**** PAGE ****
In a third aspect, embodiments of the present disclosure also provide an electronic device, comprising:

- a processor; and
- a storage apparatus storing a program,
- wherein the program, when executed by the processor, causes the processor to perform the method of video image processing based on any of embodiments of the present disclosure.

In a fourth aspect, embodiments of the present disclosure further provide a storage medium comprising computer-executable instructions, the computer-executable instructions, when executed by a computer processor, performing the method of video image processing based on any of embodiments of the present disclosure.

BRIEF DESCRIPTION OF THE DRAWINGS

In conjunction with the accompanying drawings and with reference to the following detailed description, the above and other features, advantages, and aspects of the various embodiments of the present disclosure will become more apparent. Throughout the accompanying drawings, the same or similar reference numerals represent the same or similar elements. It should be understood that the accompanying drawings are schematic in nature and that the originals and elements are not necessarily drawn in accordance with scale.
**** LISTING ****
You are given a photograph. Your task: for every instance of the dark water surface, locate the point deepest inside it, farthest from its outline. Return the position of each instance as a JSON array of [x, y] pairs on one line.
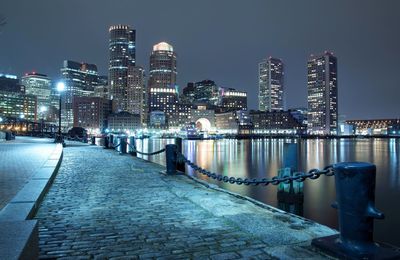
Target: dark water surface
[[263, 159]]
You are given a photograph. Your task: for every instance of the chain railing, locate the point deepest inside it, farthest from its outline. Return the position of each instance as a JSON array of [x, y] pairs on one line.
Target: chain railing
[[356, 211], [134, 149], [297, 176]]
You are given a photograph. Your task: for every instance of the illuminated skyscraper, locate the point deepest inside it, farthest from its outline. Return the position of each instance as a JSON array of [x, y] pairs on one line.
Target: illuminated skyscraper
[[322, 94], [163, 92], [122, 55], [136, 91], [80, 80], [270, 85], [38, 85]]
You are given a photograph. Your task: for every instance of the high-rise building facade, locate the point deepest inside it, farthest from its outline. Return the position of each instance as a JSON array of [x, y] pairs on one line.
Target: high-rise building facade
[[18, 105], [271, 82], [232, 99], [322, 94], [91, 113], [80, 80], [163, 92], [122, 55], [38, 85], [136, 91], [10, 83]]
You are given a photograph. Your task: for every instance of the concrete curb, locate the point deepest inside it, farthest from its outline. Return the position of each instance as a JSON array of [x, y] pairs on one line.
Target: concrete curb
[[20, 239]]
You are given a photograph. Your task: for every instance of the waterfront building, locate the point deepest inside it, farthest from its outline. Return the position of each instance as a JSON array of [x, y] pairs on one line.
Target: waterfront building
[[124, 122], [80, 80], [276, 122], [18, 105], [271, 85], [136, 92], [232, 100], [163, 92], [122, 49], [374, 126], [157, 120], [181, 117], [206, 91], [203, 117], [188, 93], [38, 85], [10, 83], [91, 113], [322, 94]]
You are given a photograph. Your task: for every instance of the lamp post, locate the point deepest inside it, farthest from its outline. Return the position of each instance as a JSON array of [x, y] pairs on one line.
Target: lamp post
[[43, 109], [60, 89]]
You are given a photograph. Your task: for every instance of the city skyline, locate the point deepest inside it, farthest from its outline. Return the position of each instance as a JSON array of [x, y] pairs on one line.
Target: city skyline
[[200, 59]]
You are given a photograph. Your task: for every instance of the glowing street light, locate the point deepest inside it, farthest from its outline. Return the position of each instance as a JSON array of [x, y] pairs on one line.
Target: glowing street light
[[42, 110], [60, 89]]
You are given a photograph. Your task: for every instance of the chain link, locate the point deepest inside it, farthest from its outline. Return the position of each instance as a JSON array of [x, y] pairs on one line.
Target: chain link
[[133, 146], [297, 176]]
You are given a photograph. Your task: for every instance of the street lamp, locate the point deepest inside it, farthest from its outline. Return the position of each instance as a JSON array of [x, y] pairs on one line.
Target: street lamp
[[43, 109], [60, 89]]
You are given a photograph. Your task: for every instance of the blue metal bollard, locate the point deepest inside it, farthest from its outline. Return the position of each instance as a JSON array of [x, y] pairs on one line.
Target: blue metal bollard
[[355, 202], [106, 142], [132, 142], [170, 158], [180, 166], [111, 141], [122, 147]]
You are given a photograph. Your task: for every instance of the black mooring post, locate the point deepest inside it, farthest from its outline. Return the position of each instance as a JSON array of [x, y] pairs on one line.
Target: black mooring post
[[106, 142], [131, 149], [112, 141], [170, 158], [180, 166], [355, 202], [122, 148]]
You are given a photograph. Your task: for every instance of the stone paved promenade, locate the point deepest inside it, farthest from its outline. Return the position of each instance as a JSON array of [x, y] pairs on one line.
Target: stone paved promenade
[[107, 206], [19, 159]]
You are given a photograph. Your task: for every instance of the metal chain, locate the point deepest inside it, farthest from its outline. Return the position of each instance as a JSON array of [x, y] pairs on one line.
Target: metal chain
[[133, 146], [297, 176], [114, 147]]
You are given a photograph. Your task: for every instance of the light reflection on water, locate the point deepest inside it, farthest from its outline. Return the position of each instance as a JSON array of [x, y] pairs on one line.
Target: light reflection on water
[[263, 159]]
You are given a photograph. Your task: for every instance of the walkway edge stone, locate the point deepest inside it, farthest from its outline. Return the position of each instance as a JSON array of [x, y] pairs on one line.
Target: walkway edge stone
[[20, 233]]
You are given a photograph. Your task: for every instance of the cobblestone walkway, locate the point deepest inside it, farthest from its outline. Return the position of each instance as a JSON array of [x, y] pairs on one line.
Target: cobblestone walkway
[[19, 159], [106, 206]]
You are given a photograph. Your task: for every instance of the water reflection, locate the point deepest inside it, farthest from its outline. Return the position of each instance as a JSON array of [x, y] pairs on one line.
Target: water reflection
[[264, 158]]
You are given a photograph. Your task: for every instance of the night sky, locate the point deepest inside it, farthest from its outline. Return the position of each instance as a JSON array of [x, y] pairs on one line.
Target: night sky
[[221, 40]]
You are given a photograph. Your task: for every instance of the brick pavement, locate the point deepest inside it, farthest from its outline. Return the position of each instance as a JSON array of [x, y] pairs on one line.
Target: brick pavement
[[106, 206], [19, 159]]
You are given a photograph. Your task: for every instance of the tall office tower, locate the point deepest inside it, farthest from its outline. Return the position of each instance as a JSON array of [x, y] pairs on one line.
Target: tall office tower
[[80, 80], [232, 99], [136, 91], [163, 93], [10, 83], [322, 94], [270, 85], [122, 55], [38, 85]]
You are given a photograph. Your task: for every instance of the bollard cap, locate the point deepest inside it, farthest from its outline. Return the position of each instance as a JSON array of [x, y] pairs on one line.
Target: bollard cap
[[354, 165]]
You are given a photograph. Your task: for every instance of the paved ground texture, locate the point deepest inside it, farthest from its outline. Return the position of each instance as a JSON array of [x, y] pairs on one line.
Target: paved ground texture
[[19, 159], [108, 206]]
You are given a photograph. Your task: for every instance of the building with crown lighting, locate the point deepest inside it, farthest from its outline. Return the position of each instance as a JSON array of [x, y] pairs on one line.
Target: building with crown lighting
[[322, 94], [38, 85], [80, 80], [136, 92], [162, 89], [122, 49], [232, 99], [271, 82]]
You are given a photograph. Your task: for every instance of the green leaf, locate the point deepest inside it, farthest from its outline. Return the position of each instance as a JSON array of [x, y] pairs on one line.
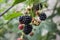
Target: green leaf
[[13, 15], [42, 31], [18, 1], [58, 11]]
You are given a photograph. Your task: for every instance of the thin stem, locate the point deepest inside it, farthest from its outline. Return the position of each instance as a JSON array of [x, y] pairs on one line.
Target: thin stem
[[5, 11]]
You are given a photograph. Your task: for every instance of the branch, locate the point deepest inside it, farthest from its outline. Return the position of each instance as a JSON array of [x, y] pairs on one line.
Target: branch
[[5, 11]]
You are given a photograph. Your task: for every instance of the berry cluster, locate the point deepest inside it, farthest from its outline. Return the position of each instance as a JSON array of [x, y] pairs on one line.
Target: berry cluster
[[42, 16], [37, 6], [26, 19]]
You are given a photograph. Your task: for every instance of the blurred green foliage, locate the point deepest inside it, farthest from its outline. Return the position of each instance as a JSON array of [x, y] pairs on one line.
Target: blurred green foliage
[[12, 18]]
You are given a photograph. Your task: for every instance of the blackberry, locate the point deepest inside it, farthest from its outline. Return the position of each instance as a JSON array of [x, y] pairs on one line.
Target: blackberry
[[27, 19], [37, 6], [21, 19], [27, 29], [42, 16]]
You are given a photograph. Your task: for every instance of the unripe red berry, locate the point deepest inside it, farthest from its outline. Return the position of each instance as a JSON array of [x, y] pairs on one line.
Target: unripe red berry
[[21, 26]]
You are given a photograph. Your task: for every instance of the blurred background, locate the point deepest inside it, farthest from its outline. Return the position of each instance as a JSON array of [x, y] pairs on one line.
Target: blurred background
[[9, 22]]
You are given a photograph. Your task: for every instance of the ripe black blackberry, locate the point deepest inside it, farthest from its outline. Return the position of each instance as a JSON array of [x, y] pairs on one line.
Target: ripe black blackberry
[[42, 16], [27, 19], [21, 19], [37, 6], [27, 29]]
****
**** LISTING ****
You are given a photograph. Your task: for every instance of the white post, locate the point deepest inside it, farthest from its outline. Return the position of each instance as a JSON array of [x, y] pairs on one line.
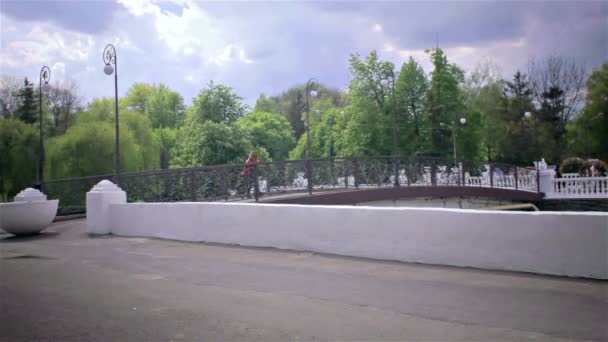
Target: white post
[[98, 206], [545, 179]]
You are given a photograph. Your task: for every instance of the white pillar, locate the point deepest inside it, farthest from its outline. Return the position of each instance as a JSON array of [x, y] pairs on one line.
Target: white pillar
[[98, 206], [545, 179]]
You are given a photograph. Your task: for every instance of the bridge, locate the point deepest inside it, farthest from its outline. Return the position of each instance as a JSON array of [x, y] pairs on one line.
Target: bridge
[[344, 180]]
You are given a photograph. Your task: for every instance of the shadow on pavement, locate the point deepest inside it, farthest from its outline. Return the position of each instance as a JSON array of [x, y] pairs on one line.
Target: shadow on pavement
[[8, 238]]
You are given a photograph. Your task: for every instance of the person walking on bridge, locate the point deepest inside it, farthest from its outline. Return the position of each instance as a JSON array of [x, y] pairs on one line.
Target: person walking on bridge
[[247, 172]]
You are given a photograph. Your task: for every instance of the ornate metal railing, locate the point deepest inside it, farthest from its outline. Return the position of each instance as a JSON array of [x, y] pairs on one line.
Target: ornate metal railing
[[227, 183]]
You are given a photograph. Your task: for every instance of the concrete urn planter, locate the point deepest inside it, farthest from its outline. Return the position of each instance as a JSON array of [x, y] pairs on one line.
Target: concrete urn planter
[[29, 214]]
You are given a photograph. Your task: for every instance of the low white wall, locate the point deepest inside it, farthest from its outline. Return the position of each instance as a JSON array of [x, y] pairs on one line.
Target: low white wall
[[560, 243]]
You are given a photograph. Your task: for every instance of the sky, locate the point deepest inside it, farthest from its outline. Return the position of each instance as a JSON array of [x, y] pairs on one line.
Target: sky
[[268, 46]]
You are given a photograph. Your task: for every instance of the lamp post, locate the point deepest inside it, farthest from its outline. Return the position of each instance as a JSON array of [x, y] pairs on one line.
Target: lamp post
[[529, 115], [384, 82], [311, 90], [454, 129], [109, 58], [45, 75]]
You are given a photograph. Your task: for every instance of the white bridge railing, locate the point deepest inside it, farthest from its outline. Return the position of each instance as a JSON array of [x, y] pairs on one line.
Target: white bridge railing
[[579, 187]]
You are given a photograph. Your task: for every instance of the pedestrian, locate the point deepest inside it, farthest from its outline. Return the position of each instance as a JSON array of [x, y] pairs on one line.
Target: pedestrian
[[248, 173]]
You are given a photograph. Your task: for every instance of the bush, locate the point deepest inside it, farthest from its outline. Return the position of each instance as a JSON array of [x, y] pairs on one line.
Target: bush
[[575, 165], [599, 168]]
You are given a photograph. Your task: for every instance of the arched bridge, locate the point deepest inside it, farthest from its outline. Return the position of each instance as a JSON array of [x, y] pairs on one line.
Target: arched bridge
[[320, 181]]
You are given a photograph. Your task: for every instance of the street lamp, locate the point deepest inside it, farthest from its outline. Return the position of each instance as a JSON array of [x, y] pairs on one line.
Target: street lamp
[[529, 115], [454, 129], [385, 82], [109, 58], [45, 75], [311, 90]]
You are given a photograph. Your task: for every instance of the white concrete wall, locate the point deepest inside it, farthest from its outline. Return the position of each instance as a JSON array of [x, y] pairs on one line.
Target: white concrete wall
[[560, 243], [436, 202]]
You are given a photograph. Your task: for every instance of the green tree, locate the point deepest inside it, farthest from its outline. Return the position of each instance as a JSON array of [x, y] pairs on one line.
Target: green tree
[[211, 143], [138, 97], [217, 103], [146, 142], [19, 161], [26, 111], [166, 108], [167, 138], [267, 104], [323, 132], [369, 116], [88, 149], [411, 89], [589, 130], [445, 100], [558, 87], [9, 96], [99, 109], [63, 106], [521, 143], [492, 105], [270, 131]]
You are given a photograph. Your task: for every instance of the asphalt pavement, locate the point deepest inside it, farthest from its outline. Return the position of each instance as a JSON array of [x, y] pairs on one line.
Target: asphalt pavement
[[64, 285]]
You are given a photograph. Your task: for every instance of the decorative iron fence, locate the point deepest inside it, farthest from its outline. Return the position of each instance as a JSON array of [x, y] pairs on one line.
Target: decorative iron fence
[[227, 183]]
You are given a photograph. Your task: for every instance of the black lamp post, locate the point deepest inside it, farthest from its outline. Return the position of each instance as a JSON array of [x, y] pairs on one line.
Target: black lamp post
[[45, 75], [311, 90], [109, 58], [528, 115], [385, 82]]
****
WHAT TO WORK ON » Continue the patent text on video image processing from its last sentence. The items were drawn from a separate source.

OUTPUT FOR THIS TASK »
FIG. 1 shows a schematic flowchart of a method of video image processing provided by embodiment 1 of the present disclosure;

FIG. 2 shows a schematic diagram of at least one depth split line provided by embodiments of the present disclosure;

FIG. 3 shows a schematic flowchart of a method of video image processing provided by embodiment 2 of the present disclosure;

FIG. 4 shows a video frame and a to-be-processed depth diagram corresponding to the video frame provided by embodiments of the present disclosure;

FIG. 5 shows a video frame and a to-be-processed mask map corresponding to the video frame provided by embodiments of the present disclosure;

FIG. 6 shows a schematic flowchart of a method of video image processing provided by embodiment 3 of the present disclosure;

FIG. 7 shows a schematic diagram of a three-dimensional video frame provided by embodiments of the present disclosure;

FIG. 8 shows a structural schematic diagram of an apparatus for video image processing provided by embodiment 4 of the present disclosure;

FIG. 9 shows a structural schematic diagram of an electronic device provided by embodiment 5 of the present disclosure.

DETAILED DESCRIPTION

Embodiments of the present disclosure will be described below with reference to the accompanying drawings. Although some embodiments of the present disclosure are shown in the accompanying drawings, it should be understood that the present disclosure can be implemented in various forms, and these embodiments are provided for a more thorough and complete understanding of the present disclosure. It should be understood that the drawings and embodiments of the present disclosure are intended to be exemplary only.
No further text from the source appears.